## WORK REQUIRED
Pick out every line in the items below that contains the word "tree", and copy each of those lines.

## RECORD EXCERPTS
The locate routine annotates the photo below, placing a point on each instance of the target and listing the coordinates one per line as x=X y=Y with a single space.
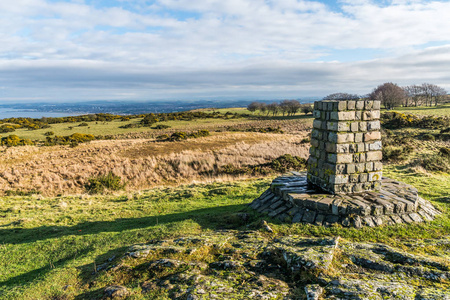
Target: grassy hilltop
x=71 y=212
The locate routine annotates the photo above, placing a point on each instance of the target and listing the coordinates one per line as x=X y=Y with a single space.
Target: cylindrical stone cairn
x=345 y=153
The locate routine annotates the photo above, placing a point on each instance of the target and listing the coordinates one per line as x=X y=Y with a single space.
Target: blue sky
x=55 y=50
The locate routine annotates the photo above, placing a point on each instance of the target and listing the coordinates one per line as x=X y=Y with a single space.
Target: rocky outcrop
x=257 y=265
x=291 y=199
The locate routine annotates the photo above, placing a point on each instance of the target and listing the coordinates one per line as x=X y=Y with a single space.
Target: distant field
x=112 y=127
x=55 y=237
x=440 y=110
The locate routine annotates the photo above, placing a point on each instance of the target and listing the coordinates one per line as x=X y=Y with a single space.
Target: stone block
x=316 y=114
x=321 y=145
x=376 y=104
x=325 y=204
x=338 y=126
x=358 y=137
x=374 y=156
x=375 y=176
x=338 y=179
x=342 y=148
x=371 y=115
x=344 y=158
x=309 y=216
x=351 y=168
x=363 y=177
x=377 y=166
x=351 y=105
x=375 y=146
x=330 y=147
x=315 y=133
x=357 y=188
x=359 y=157
x=342 y=115
x=317 y=124
x=360 y=104
x=345 y=138
x=354 y=178
x=332 y=137
x=342 y=105
x=368 y=105
x=373 y=125
x=362 y=126
x=372 y=136
x=340 y=169
x=361 y=147
x=335 y=206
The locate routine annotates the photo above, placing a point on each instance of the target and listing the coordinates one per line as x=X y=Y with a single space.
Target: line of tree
x=285 y=107
x=391 y=95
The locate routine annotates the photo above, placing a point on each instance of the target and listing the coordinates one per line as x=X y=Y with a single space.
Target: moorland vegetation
x=71 y=210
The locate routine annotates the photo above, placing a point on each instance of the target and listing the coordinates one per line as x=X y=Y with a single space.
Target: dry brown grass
x=142 y=163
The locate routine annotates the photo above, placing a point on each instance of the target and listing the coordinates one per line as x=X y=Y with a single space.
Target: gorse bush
x=110 y=182
x=13 y=140
x=161 y=126
x=181 y=135
x=7 y=128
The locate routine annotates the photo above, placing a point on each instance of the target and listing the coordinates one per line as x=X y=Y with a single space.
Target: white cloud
x=195 y=46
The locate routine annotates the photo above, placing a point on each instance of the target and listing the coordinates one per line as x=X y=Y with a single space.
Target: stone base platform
x=291 y=199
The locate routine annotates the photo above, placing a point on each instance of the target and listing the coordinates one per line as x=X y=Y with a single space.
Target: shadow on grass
x=213 y=218
x=206 y=217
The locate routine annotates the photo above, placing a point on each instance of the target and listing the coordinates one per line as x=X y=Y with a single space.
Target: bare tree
x=342 y=96
x=414 y=93
x=390 y=95
x=438 y=94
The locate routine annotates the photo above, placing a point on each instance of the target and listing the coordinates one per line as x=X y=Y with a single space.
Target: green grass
x=50 y=246
x=95 y=128
x=51 y=243
x=438 y=111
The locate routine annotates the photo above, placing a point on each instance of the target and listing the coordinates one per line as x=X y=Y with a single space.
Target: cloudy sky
x=61 y=50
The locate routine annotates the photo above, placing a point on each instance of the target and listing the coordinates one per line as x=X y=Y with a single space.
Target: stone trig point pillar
x=345 y=153
x=344 y=183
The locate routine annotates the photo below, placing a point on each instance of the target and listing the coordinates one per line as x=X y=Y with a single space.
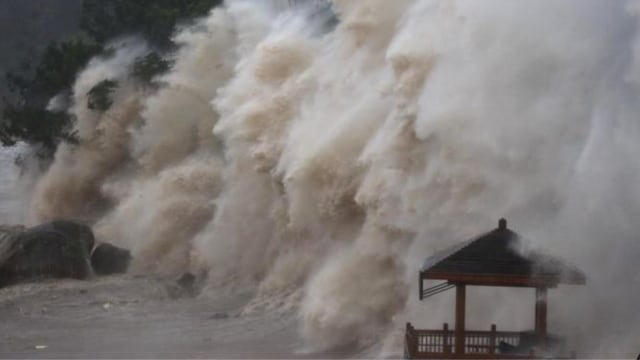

## EXPECTED ANSWER
Target: line of tree
Target: bare tree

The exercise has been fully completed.